━━━ Stored data ━━━
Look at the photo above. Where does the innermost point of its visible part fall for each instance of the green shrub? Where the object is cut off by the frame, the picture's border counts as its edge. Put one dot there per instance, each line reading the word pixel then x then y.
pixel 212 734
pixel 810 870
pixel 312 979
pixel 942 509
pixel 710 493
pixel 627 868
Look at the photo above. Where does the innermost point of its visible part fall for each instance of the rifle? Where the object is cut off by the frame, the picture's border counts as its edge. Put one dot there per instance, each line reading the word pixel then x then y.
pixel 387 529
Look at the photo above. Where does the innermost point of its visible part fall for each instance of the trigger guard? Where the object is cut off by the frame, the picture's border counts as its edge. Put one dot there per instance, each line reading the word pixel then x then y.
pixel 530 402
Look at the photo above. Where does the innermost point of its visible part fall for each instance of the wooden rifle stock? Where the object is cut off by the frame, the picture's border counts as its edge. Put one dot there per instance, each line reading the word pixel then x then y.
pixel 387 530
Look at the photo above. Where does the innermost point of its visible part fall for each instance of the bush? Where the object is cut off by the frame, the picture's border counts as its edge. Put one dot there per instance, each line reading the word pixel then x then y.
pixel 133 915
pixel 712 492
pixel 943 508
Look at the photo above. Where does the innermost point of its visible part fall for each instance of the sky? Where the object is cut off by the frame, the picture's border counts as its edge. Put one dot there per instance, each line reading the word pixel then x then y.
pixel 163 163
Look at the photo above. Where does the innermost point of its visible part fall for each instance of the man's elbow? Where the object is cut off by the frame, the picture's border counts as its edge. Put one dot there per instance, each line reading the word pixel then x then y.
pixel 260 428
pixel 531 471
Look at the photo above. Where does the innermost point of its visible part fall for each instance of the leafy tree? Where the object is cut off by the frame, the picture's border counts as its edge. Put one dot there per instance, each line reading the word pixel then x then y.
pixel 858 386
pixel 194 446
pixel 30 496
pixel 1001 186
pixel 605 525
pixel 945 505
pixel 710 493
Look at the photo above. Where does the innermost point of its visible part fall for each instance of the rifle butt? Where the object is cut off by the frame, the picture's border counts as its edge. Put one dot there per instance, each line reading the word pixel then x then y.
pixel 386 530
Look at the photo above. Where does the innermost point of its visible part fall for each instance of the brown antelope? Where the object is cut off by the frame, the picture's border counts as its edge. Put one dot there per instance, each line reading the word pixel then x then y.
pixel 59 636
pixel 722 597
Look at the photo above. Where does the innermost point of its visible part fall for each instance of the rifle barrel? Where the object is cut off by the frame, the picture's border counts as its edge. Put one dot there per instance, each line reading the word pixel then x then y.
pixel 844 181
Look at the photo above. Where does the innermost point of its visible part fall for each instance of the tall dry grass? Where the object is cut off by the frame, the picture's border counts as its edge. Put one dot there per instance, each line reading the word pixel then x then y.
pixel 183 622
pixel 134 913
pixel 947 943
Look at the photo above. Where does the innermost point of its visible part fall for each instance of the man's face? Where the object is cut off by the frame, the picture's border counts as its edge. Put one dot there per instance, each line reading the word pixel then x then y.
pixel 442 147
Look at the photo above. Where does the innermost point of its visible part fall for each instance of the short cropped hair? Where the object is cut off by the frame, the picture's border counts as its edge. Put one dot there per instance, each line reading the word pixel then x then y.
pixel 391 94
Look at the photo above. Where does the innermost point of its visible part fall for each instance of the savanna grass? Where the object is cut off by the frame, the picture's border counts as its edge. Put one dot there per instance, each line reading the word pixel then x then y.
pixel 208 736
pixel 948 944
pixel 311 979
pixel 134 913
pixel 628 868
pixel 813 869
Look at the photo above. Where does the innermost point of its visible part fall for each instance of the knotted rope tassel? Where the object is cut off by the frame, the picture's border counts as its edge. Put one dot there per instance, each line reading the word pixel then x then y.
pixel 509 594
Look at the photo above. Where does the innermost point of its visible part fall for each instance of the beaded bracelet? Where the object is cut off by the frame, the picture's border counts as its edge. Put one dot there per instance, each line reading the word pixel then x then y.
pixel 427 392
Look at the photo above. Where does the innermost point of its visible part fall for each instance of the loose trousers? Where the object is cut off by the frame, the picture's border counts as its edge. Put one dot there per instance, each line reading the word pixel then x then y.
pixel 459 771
━━━
● Task prompt
The listing above is to be transcribed exactly. Include every line.

● Result of the exercise
Look at the photo above. Where does the innermost point of its visible part fall for each instance of the green shrub? Where the object is cut off by the frame, the picture's border counts as its edge. Put one dot there per instance, each line reading the word pixel then x then y.
pixel 212 734
pixel 810 870
pixel 312 979
pixel 942 509
pixel 710 493
pixel 627 868
Look at the photo above. Where does the innermost point of its visible part fall for each instance of the rifle? Where the object is cut off by the frame, the picture's border counts as its edge. Put one dot there per instance, each line reading the word pixel then x then y.
pixel 387 529
Look at the photo above. Where does the innermost point of its visible part fall for each instance of the trigger guard? Where the object is cut off by the frame, the picture's border counts as its edge. Put one dot there per instance, each line reading the word pixel then x then y.
pixel 530 402
Look at the photo above. Where does the innermost point of its visible part fall for each instance of the wooden rifle stock? Where the object is cut off by the frame, the picture's border counts as its edge. Put one dot there per instance, each line reading the word pixel then x then y.
pixel 387 530
Look at the photo above. Where does the innermost point of its visible part fall for each instance of the bush? Where the object is cut off by the frame, the picture's border counts as its edge. Put one dot there per instance, each line reading the word pixel then x then y.
pixel 133 915
pixel 712 492
pixel 943 508
Look at the photo above. Where does the innermost point of its visible part fall for each instance of the sky? Where the object is cut off by the frame, the picture's border counts as its edge. Put one dot there per instance, each line reading the word pixel then x then y.
pixel 163 163
Look at the photo above. Where does the innermost point of its visible part fall for each instance of the man's elbow? Where the object is cut off by the frame, the picture's border counts as its edge. Put one dot there per instance, each line reading the word pixel then x then y.
pixel 260 428
pixel 531 471
Look at the photo above. Where does the innermost point of its visible part fall for each instance of the leafy tree? Where the object is cut off by the frame, the picture's border counts as its edge. Put one dot there per instance, each line reading the word pixel then x then y.
pixel 858 386
pixel 194 446
pixel 30 496
pixel 1001 186
pixel 605 525
pixel 945 505
pixel 710 493
Look at the photo above. Where does the innermost point of its visible part fall for each instance of the rifle butt? Where the object is cut off by the frame, the picture's border counts as its edge. Put one dot there per instance, each line reading the word pixel then x then y.
pixel 386 530
Look at the photo above. Where does the innermost point of its visible part fall for each instance of the brown antelope? Where the object is cut off by the frame, the picture's border counts as its edge. Put one dot there per instance, each line reading the word pixel then x then y.
pixel 59 636
pixel 722 597
Look at the photo above. Where does the innermost point of its visible part fall for each instance of the rifle barrel? Where the object is cut off by the frame, the picture's border counts as its edge. Put one dot there per instance, each line reading the word pixel then x then y.
pixel 844 181
Look at the photo above. Where does the innermost point of its visible part fall for each instance of the tall dry grass? Where the object is cut off by the frame, the picture's border counts as its edge. Put one dot there per instance, each line reading the word pixel then x then y.
pixel 183 622
pixel 134 913
pixel 947 943
Look at the photo above. Where does the innermost point of its visible part fall for each instance of the man's face? Where the object is cut off by the frame, the picture's border counts as its edge. Put one dot there per instance, each line reading the word pixel then x then y.
pixel 442 147
Look at the photo above. Where does the innermost point of its visible part fall for each instance of the short cropped hair? Where the object is cut off by the frame, the picture's border counts as its edge. Put one dot there per instance, each line reading the word pixel then x then y.
pixel 391 94
Look at the photo above. Where does the innermost point of its visible part fall for each instance of the savanna grass? Where the object is cut off by the frame, the picture's border counts as its edge. Put one dot there per instance, each line reading the word pixel then x then y.
pixel 208 736
pixel 948 944
pixel 311 979
pixel 134 913
pixel 628 868
pixel 813 869
Look at the photo above. Where does the innermost point of its visible part fall for each instance of the knotted rope tassel? Where the object is cut off by the frame, the picture's border counts as its edge. Put one dot there per instance, each line reading the word pixel then x then y.
pixel 509 594
Look at the photo above. Where does the innermost point of its visible part fall for each instance of the beaded bracelet? Where the object is cut off by the frame, the picture's border counts as its edge. Put one dot there per instance, each line reading the word pixel then x then y.
pixel 427 392
Look at the photo above. Where does the innermost point of its visible part fall for each instance of the loose trousers? Where the object is cut off by the frame, the picture's border counts as its edge. Put one dot there per instance, each line reading the word pixel then x then y.
pixel 459 771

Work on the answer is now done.